Your objective -
The entries are to be duplicated exactly, though any picture in them must be omitted.

Records to use -
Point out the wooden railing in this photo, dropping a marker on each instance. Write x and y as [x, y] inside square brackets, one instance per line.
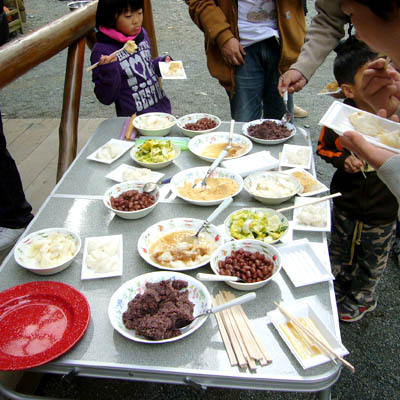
[30, 50]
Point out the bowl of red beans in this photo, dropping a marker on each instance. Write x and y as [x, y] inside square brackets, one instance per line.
[255, 263]
[128, 200]
[196, 124]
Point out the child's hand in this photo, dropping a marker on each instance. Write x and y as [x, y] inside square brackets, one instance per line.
[107, 59]
[352, 164]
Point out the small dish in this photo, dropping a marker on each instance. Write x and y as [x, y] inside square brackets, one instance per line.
[198, 144]
[162, 228]
[311, 185]
[89, 273]
[124, 146]
[337, 118]
[23, 249]
[198, 173]
[155, 166]
[154, 124]
[252, 246]
[172, 70]
[287, 185]
[118, 189]
[302, 265]
[323, 205]
[118, 173]
[260, 161]
[198, 294]
[193, 118]
[303, 310]
[246, 126]
[296, 156]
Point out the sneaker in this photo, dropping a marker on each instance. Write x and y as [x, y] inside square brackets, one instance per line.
[9, 236]
[299, 112]
[351, 312]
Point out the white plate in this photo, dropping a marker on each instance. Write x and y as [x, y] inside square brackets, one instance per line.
[291, 148]
[198, 143]
[198, 294]
[300, 227]
[260, 161]
[125, 146]
[117, 174]
[320, 187]
[162, 228]
[245, 127]
[302, 264]
[88, 273]
[337, 118]
[166, 74]
[302, 310]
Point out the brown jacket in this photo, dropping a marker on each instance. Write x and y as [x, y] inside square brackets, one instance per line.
[218, 19]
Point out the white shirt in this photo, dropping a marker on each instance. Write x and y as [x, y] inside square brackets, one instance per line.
[257, 21]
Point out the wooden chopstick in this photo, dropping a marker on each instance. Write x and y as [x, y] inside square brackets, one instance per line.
[323, 346]
[317, 200]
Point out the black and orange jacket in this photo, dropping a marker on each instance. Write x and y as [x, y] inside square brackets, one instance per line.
[363, 199]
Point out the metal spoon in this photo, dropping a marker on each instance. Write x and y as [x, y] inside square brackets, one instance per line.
[150, 186]
[181, 323]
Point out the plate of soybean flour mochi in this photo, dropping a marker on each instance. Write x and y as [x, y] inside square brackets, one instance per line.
[102, 257]
[296, 156]
[302, 264]
[311, 185]
[307, 354]
[125, 172]
[110, 151]
[380, 131]
[172, 70]
[314, 217]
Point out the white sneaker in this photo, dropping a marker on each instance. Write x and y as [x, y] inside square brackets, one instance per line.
[9, 236]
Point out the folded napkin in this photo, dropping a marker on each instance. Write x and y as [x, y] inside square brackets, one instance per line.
[261, 161]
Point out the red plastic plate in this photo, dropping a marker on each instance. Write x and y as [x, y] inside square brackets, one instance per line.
[39, 321]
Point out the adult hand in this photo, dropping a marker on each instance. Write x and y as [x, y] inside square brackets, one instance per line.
[375, 156]
[291, 81]
[233, 52]
[352, 164]
[380, 86]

Worked solution -
Point out the wooden railing in this photo, dropping a marker on each instance. Write x and y as [x, y] inside square brackets, one instance per line.
[30, 50]
Point out the bowl of red beans in this photo, dropping a marker on each instance. Write x and y as [x, y] inside square brackets, one instance per line.
[255, 263]
[128, 200]
[196, 124]
Point out the child's hand in this photo, dropping a marker on each instance. Write x and y as [x, y] inside square brackets, one instance per line.
[107, 59]
[352, 164]
Point out the small dish in this photo, dropping a marker on each instance. Write x and y as [x, y] inside square brackets, one instance per line.
[198, 144]
[162, 228]
[311, 185]
[89, 273]
[124, 146]
[337, 118]
[23, 249]
[198, 173]
[155, 166]
[154, 124]
[252, 246]
[172, 70]
[287, 185]
[118, 189]
[302, 265]
[323, 205]
[118, 173]
[260, 161]
[198, 294]
[193, 118]
[303, 310]
[246, 126]
[296, 156]
Point out the sneaker in this photo, dropping a marker on each instance. Write x and y as [x, y] inside square brackets, one instance per line.
[9, 236]
[299, 112]
[351, 312]
Point out the white plate in this photo, dropping a marker on each instance. Write x and y as [x, y] inside square brackets, one instance per line.
[291, 148]
[198, 143]
[198, 294]
[300, 227]
[260, 161]
[125, 146]
[117, 174]
[320, 187]
[162, 228]
[245, 127]
[302, 264]
[88, 273]
[337, 118]
[166, 74]
[302, 310]
Point out the brown jacket in this photo, dropping a marker on each instance. Write x and y as [x, y] inside square brackets, one instance per line.
[218, 19]
Point out the white shirt in this photo, dropping a marker on each instance. Write x and y as [x, y] inside square brackets, one instance per line.
[257, 21]
Point out the wooden chopstick in this photo, dropping a marker on each instance. Write x and y as [x, y] inside square brackets, one instance per line.
[323, 346]
[317, 200]
Point out the black and orange jacket in this photo, dropping a marker on each instance. Write x and y as [x, y] inside square brackets, one instance per line.
[363, 199]
Point out the metal spoon in this photo, dropping a marker on each instance. Write x and y as [x, y] inside square brackets, one instance per line.
[150, 186]
[181, 323]
Point out the plate of soybean flour mochi in this photo, dropping a marker on each instance. Write x and y as [x, y] inside square brackets, one instance per line.
[102, 257]
[296, 156]
[302, 264]
[311, 185]
[307, 354]
[125, 172]
[110, 151]
[380, 131]
[172, 70]
[314, 217]
Point out the white sneaker in this photo, dropping a marker on each instance. Write x and y as [x, y] inside square brackets, one instance per line.
[9, 236]
Point out the folded napkin in this photo, dropping a marker on each instance. Write x and y as [x, y] inside square brackets, one instance per line.
[261, 161]
Point out the red plastic plate in this photo, dropping a marker on each instance. Write x and y as [x, y] inside square brackets, one instance per line.
[39, 321]
Point out the adult hand in this photo, dropping a marker on each instance. Write x and y as [x, y] inside square brackets, one instance per line.
[375, 156]
[291, 81]
[233, 52]
[352, 164]
[380, 86]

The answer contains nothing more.